Count the lines in the listing that contain the string "woman" and give only that number.

EXTRACTED MATERIAL:

--

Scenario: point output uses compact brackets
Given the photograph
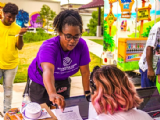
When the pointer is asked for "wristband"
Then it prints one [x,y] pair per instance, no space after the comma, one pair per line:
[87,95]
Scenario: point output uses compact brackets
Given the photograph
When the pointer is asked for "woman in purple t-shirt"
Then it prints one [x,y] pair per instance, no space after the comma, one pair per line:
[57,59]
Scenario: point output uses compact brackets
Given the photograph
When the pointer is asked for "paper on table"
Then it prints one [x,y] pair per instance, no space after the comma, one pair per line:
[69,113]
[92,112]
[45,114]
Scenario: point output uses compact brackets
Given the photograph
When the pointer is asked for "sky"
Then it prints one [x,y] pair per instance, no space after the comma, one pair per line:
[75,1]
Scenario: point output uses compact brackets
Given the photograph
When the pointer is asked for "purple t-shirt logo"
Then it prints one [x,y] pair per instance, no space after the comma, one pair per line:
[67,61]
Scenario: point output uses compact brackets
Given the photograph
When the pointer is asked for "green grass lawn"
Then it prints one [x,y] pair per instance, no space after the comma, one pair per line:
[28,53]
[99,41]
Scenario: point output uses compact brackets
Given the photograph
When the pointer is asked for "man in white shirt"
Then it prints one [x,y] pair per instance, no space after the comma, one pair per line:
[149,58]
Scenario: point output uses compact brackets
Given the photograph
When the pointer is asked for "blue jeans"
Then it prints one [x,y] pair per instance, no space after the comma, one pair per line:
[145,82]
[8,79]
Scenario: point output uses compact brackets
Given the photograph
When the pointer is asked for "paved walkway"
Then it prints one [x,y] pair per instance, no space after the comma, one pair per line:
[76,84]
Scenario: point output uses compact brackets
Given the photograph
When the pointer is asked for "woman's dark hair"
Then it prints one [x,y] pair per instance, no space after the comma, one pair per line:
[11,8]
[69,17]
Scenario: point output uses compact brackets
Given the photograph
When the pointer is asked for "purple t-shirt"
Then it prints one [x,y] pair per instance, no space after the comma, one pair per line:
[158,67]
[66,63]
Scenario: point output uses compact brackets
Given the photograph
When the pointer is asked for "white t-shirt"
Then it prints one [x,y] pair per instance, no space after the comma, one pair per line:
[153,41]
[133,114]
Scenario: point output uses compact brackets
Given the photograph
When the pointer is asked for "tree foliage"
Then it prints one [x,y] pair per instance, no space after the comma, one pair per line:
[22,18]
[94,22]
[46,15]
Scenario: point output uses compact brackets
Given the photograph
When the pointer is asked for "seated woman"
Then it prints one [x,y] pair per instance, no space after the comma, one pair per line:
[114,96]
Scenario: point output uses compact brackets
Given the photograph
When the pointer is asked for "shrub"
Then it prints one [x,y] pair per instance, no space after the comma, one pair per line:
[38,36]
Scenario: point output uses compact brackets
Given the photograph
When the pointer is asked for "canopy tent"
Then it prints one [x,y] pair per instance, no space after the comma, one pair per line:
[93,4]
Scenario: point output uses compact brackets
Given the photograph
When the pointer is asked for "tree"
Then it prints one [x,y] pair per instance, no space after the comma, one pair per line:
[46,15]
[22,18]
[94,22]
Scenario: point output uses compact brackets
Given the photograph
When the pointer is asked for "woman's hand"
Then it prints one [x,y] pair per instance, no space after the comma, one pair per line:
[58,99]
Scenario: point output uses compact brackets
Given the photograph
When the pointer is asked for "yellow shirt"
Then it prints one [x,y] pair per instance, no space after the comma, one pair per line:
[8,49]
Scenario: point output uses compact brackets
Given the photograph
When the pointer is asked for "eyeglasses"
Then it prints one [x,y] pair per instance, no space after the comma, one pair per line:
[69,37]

--

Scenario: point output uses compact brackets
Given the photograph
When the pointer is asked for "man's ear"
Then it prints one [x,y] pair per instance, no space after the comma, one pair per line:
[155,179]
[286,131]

--

ANSWER TO THE EXERCISE: 4